I’m currently trying to train a mBert with some data from a corpus, I am in the fine-tuning/training part of it all and this is the code I have:
# BERT fine-tuning parameters
param_optimizer = list(model.named_parameters())
no_decay = ['bias', 'gamma', 'beta']
optimizer_grouped_parameters = [
{'params': [p for n, p in param_optimizer if not any(nd in n for nd in no_decay)],
'weight_decay_rate': 0.01},
{'params': [p for n, p in param_optimizer if any(nd in n for nd in no_decay)],
'weight_decay_rate': 0.0}
]
optimizer = AdamW(
model.parameters(), lr=2e-5, correct_bias=False
)
# Function to calculate the accuracy of our predictions vs labels
def flat_accuracy(preds, labels):
pred_flat = np.argmax(preds, axis=1).flatten()
labels_flat = labels.flatten()
return np.sum(pred_flat == labels_flat) / len(labels_flat)
# Store loss and accuracy for plotting
train_loss_set = []
# Number of training epochs
epochs = 4
# BERT training loop
for _ in trange(epochs, desc="Epoch"):
## TRAINING
# Set model to training mode
model.train()
# Tracking variables
tr_loss = 0
nb_tr_examples, nb_tr_steps = 0, 0
# Train the data for one epoch
for step, batch in enumerate(train_dataloader):
# Add batch to GPU
batch = tuple(t.to(device) for t in batch)
# Unpack the inputs from our dataloader
b_input_ids, b_input_mask, b_labels = batch
# Clear out the gradients (by default they accumulate)
optimizer.zero_grad()
# Forward pass
loss = model(b_input_ids, token_type_ids=None, attention_mask=b_input_mask, labels=b_labels)
train_loss_set.append(loss.item())
# Backward pass
loss.backward()
# Update parameters and take a step using the computed gradient
optimizer.step()
# Update tracking variables
tr_loss += loss.item()
nb_tr_examples += b_input_ids.size(0)
nb_tr_steps += 1
print("Train loss: {}".format(tr_loss/nb_tr_steps))
## VALIDATION
# Put model in evaluation mode
model.eval()
# Tracking variables
eval_loss, eval_accuracy = 0, 0
nb_eval_steps, nb_eval_examples = 0, 0
# Evaluate data for one epoch
for batch in validation_dataloader:
# Add batch to GPU
batch = tuple(t.to(device) for t in batch)
# Unpack the inputs from our dataloader
b_input_ids, b_input_mask, b_labels = batch
# Telling the model not to compute or store gradients, saving memory and speeding up validation
with torch.no_grad():
# Forward pass, calculate logit predictions
logits = model(b_input_ids, token_type_ids=None, attention_mask=b_input_mask)

Input material:
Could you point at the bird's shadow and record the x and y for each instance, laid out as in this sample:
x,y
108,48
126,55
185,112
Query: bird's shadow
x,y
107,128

Exercise tasks:
1: List every string in the no_decay list of the mBERT training code.
2: Express every line of the bird's-shadow labeling rows as a Markdown table with the columns "Index" and "Entry," leaving out blank lines.

Results of the exercise:
1: 'bias', 'gamma', 'beta'

2:
| Index | Entry |
|---|---|
| 1 | Could you point at the bird's shadow and record the x and y for each instance, laid out as in this sample: |
| 2 | x,y |
| 3 | 108,48 |
| 4 | 126,55 |
| 5 | 185,112 |
| 6 | Query: bird's shadow |
| 7 | x,y |
| 8 | 107,128 |